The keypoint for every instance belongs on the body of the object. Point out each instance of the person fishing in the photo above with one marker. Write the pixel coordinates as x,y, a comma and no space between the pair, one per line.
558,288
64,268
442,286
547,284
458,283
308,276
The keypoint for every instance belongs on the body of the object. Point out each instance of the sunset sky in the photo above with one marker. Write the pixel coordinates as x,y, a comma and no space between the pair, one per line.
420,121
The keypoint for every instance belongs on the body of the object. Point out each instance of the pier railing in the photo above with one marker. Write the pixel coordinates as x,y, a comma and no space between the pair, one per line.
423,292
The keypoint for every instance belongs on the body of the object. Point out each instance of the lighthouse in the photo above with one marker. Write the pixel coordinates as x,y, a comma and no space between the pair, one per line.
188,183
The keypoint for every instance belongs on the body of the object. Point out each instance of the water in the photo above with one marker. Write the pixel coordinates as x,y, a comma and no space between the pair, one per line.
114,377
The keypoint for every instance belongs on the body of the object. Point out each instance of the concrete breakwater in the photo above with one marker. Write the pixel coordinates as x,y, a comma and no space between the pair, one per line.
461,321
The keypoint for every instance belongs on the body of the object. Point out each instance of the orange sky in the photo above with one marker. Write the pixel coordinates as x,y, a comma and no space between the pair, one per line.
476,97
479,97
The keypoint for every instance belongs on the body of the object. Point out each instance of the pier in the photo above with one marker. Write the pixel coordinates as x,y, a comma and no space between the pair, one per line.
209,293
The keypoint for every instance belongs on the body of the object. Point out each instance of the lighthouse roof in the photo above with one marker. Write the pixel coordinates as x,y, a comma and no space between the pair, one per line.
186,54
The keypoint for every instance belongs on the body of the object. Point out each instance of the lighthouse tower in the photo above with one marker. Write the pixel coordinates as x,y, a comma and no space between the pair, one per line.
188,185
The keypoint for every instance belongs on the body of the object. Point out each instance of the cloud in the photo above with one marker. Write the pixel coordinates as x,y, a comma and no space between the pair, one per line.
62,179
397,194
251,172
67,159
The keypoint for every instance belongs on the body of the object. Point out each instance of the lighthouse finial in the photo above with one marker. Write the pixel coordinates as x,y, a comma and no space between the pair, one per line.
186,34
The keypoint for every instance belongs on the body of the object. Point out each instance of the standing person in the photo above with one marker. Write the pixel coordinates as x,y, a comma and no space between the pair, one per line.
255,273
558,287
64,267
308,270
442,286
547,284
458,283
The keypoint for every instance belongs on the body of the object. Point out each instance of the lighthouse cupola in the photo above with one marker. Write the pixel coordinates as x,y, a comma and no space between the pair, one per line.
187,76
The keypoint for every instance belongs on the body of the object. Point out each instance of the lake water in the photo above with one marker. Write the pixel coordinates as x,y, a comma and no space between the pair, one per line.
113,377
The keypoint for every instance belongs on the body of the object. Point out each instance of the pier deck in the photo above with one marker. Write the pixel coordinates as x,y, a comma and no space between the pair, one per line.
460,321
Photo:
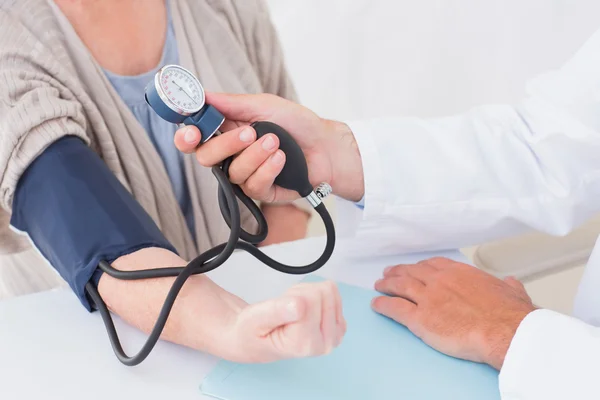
○ ○ ○ ○
▸ **Directions**
Turn all of the material above into a JSON list of strings, one string per line, skipping any blank lines. Leave the pictures out of your answer.

▸ **Task solution**
[
  "The keypoint for every instance belongs on the body of the object. Point out each instance of the person fishing in the photo above with one marker. Write the pixel coordinates as x,y, a comma and no space between the pair, one per line.",
  "558,288",
  "64,268",
  "442,286",
  "547,284",
  "458,283",
  "308,276",
  "The keypoint for every instance belongs on the body of the object. Point out each instance of the sunset sky in the photo above with one marker. Write the pixel coordinates as x,y, a comma and no space between the pair, one per line.",
  "420,121",
  "The keypoint for every instance belongs on the body of the object. Point out each instance of the pier railing in the photo above with one marker. Write the pixel coordinates as x,y, a comma and no space between the pair, one per line.",
  "423,292",
  "The keypoint for every instance belongs on the body of the object. Point out each instance of the lighthouse in the photo above with one marker. Write the pixel coordinates as x,y, a comma and no space between the pair, one per line.",
  "188,183",
  "The keypoint for every instance belongs on the body of the object. Point out each instance of the water in the photo above with one marker. Write the pixel coordinates as x,y, a comma and no space between the pair, one per line.",
  "114,377",
  "The keypoint for every instance belongs on the body of the object. Point out each instance of the concrete breakwater in the photo above with one marker. Write the pixel coordinates as x,y, a comma and no space between the pair, one per line.",
  "461,321",
  "The keypoint for every instance belongs on the body of the object. Point out each instance of the orange sky in the photo above with one marker. Write the pixel coordinates as x,y, a comma and no space between the pair, one per line.",
  "476,97",
  "479,97",
  "The keypoint for every instance belongs on the body of the object. Point out each instance of the pier in the photo above with one marker. Write the pixel coordinates as x,y, a comma and no space between the pair, one per line.",
  "209,293",
  "The keypoint for every instance belongs on the body of the object. Point out each instance of the lighthouse roof in the photo above with one marker. Write the pixel coordinates as x,y, a comma and no space between the pair, one per line.",
  "186,54",
  "The keypoint for every instance belongs on the body of the object. Point out each instance of the lighthouse tower in the photo above with one marker. Write the pixel coordinates as x,y, a comma and no space between the pair, one per line.",
  "188,185",
  "The keypoint for every instance belongs on the body of the object. Point out each instance of the cloud in the photo above with one marker. Write the pixel coordinates as x,y, a comma and no space between the pair, one per line.",
  "62,179",
  "397,194",
  "251,172",
  "67,159",
  "The keypoint for every instance belongs on the body of the object. Point out each instance of the lighthouse finial in the photo above with one marker. Write the pixel coordinates as x,y, a comma and no space between the pair, one per line.",
  "186,34",
  "The keypoint for every instance belongs on the body of the object. Point out each instance of the standing person in the photo above with one marker. Write the pixel coordinates as x,y, a comma and no space between the pair, one per line.",
  "255,273",
  "558,287",
  "64,267",
  "308,270",
  "442,286",
  "547,284",
  "458,283",
  "The keypoint for every instance belongs on the body of the object. Point out each instance of the lighthouse cupola in the photo above with one marker. Write the pixel coordinates as x,y, a comma and no space between the pair, one per line.",
  "187,76",
  "The keypoint for every instance belongs on the body of the object. Point out each instance of the lake water in the photo above with one marker. Write the pixel coordinates as x,y, a comma and no space between the pair, one per line.",
  "113,377",
  "The keypoint for every instance belongs on the body of the object. Point out each instance of the pier deck in the photo above with one marker. Write the pixel coordinates as x,y, a comma and no space between the pair, one per line.",
  "460,321",
  "Photo:"
]